**GIVEN DATA:**
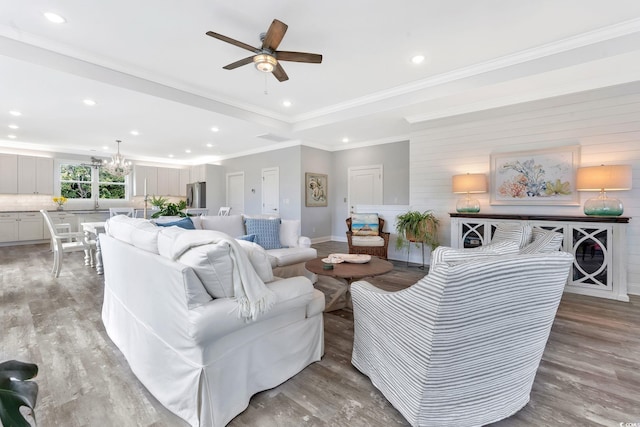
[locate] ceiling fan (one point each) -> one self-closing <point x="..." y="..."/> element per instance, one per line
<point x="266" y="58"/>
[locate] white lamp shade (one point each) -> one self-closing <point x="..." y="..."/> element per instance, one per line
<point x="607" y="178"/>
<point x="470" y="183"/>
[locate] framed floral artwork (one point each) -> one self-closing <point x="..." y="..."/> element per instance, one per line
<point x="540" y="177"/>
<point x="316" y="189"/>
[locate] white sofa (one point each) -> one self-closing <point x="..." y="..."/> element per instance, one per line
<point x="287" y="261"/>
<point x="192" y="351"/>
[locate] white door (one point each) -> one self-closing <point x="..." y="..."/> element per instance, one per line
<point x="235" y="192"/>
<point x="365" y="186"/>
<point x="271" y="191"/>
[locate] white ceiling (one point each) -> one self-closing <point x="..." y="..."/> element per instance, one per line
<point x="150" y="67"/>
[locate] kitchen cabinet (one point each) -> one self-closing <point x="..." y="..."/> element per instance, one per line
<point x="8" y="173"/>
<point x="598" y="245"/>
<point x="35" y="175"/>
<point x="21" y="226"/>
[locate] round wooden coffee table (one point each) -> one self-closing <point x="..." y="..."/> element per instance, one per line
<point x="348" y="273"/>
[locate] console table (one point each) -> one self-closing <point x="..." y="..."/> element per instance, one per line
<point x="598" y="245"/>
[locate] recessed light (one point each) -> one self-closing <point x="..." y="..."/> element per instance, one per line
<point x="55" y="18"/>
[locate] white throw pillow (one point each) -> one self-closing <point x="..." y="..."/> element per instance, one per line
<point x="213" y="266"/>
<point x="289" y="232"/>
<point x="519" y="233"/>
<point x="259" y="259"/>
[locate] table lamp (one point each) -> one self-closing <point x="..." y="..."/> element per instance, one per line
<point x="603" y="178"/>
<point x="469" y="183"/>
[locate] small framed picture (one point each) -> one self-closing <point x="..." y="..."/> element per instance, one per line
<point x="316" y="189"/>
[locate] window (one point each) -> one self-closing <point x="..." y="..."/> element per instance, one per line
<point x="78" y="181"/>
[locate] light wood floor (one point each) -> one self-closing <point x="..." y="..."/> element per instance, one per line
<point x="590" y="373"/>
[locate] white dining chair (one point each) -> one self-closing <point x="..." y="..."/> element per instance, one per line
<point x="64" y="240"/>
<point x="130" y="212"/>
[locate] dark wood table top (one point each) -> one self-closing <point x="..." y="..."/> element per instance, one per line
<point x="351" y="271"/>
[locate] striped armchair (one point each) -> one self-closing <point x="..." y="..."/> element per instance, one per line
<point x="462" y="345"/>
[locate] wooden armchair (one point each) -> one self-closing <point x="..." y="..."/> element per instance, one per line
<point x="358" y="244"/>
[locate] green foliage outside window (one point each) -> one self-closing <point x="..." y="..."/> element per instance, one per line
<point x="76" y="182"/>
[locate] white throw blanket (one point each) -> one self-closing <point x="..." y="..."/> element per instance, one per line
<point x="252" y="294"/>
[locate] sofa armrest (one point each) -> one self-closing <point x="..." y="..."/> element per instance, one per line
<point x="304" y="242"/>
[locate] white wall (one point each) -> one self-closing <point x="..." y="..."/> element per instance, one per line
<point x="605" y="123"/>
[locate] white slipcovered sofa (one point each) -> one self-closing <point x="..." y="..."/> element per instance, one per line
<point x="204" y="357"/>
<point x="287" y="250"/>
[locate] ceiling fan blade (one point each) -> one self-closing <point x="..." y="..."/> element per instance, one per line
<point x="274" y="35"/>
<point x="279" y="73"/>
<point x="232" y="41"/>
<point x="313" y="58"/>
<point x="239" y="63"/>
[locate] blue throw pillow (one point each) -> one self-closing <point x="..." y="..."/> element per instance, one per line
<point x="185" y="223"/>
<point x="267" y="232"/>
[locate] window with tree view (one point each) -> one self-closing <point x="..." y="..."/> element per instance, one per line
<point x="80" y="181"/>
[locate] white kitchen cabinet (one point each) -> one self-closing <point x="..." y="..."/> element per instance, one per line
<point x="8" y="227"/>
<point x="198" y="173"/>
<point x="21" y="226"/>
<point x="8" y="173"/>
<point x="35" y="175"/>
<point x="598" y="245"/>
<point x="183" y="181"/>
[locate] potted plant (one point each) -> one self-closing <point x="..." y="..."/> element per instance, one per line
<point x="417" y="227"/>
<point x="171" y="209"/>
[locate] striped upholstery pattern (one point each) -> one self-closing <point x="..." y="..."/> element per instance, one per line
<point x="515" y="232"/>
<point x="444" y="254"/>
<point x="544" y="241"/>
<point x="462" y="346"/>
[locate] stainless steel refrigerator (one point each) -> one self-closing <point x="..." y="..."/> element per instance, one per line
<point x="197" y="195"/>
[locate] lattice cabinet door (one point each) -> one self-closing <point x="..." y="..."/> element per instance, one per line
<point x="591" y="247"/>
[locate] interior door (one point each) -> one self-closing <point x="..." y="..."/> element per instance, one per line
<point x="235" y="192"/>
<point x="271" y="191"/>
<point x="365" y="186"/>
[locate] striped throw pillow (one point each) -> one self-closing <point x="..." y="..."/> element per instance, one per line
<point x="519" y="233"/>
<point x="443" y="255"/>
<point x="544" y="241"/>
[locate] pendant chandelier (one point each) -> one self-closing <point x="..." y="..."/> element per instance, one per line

**DIRECTIONS FOR THIS TASK:**
Output nothing but the records above, word for word, with the pictures removed.

**ANSWER AREA:**
[locate] ceiling fan (one point each) -> one self-closing <point x="..." y="..."/> element per instance, one per line
<point x="266" y="58"/>
[locate] white lamp shade (one point each) -> one self-closing <point x="..." y="..."/> element per instance, one per line
<point x="607" y="178"/>
<point x="470" y="183"/>
[locate] framed floral artwork (one point each) -> one self-closing <point x="..." y="..."/> element per instance, one per line
<point x="540" y="177"/>
<point x="316" y="189"/>
[locate] white sofa (one point each) -> one self-closing <point x="..." y="..."/> element per instance, one per line
<point x="287" y="261"/>
<point x="192" y="351"/>
[locate] white door (one point each) -> one self-closing <point x="..." y="..."/> element per instance, one per line
<point x="235" y="192"/>
<point x="365" y="186"/>
<point x="271" y="191"/>
[locate] white ceiling (one point each) -> one self-closing <point x="..." y="..."/> element per instance, one per line
<point x="150" y="67"/>
[locate] kitchen cabinet (one point each) -> one self-closing <point x="..." y="..."/> element per instance, one per line
<point x="8" y="173"/>
<point x="598" y="245"/>
<point x="35" y="175"/>
<point x="21" y="226"/>
[locate] round wooden coffee table (one point each) -> one self-closing <point x="..." y="..."/> element per instance, one per line
<point x="348" y="273"/>
[locate] console table (one point each) -> one self-closing <point x="..." y="..."/> element per instance, one per line
<point x="598" y="245"/>
[locate] recessed light (one point each) -> one self-closing <point x="..." y="..."/> element per instance, one per line
<point x="55" y="18"/>
[locate] white throw pillow (one point each) -> one self-closing <point x="..." y="..."/> element per instance, one per line
<point x="213" y="266"/>
<point x="289" y="232"/>
<point x="519" y="233"/>
<point x="259" y="259"/>
[locate] table lamp (one point each) -> one self-closing <point x="..." y="..."/> element per instance, one per line
<point x="603" y="178"/>
<point x="469" y="183"/>
[locate] small framed picture (one point each) -> one self-closing <point x="..." y="..."/> element per instance, one per line
<point x="316" y="189"/>
[locate] window (one point each) -> one self-closing <point x="..." y="..."/> element per instance, one per line
<point x="78" y="181"/>
[locate] light wood floor (one point each) -> one self-closing <point x="..." y="..."/> element per instance, one per line
<point x="590" y="373"/>
[locate] white dining chair (one point each) -> one self-closing <point x="..." y="..."/> element per instance, one per line
<point x="64" y="240"/>
<point x="130" y="212"/>
[locate] dark wood table top (one point each) -> one self-closing <point x="..." y="..."/> element per instance, one per line
<point x="351" y="271"/>
[locate] striped armchair (one point each) -> one self-closing <point x="..." y="..."/> element per instance, one per line
<point x="462" y="345"/>
[locate] wooden armchair (one point each) -> one self-closing <point x="..." y="..."/> element per instance, one per line
<point x="358" y="244"/>
[locate] green foliage outside window (one point each) -> one self-closing <point x="..." y="..."/> element per instance, one per line
<point x="76" y="182"/>
[locate] white throw blanket (one point each) -> one self-closing <point x="..." y="..."/> element per instance, one per line
<point x="252" y="294"/>
[locate] sofa armrest (one point each) -> one self-closing <point x="..." y="..."/> element per instance, one per line
<point x="304" y="242"/>
[locate] white wall (one point each) -> one self-closing <point x="..." y="..."/> element per instance, one per line
<point x="605" y="123"/>
[locate] white slipcovered sofa (one point each) -> one self-closing <point x="..." y="..."/> element per instance, one per line
<point x="204" y="357"/>
<point x="287" y="250"/>
[locate] ceiling fan blade (one point each) -> one self-closing <point x="..." y="..."/> element per instance, one per line
<point x="274" y="35"/>
<point x="279" y="73"/>
<point x="232" y="41"/>
<point x="313" y="58"/>
<point x="239" y="63"/>
[locate] blue throw pillow (one point each) -> one self-closing <point x="..." y="..."/> element per instance, one per line
<point x="185" y="223"/>
<point x="267" y="232"/>
[locate] window with tree view (one point each) -> one self-closing <point x="..." y="..."/> element per instance, one per line
<point x="80" y="181"/>
[locate] white kitchen cabinet (one point each) -> one self-closing <point x="..." y="..."/> element per instance, one per line
<point x="8" y="227"/>
<point x="198" y="173"/>
<point x="21" y="226"/>
<point x="8" y="173"/>
<point x="35" y="175"/>
<point x="598" y="245"/>
<point x="183" y="181"/>
[locate] potted plant (one point each) -> one self-closing <point x="..." y="..."/> element per instance, one per line
<point x="417" y="227"/>
<point x="171" y="209"/>
[locate] striped upholstery pattern (one point each) -> one self-closing <point x="..." y="..."/> element per instance, one per line
<point x="515" y="232"/>
<point x="444" y="254"/>
<point x="544" y="241"/>
<point x="462" y="346"/>
[locate] stainless steel refrigerator (one point each) -> one self-closing <point x="..." y="..."/> element per instance, one per line
<point x="197" y="195"/>
[locate] lattice cabinet door (one point each) -> one self-closing <point x="..." y="..."/> element per instance, one per line
<point x="591" y="247"/>
[locate] interior door (one point each) -> one self-closing <point x="..." y="..."/> element per instance, one per line
<point x="235" y="192"/>
<point x="271" y="191"/>
<point x="365" y="186"/>
[locate] striped throw pillow (one point each) -> one self-closing <point x="..." y="..."/> element per instance, one per line
<point x="519" y="233"/>
<point x="443" y="255"/>
<point x="544" y="241"/>
[locate] pendant chandelier (one point each) -> one self-closing <point x="..." y="..."/> element per instance, one per line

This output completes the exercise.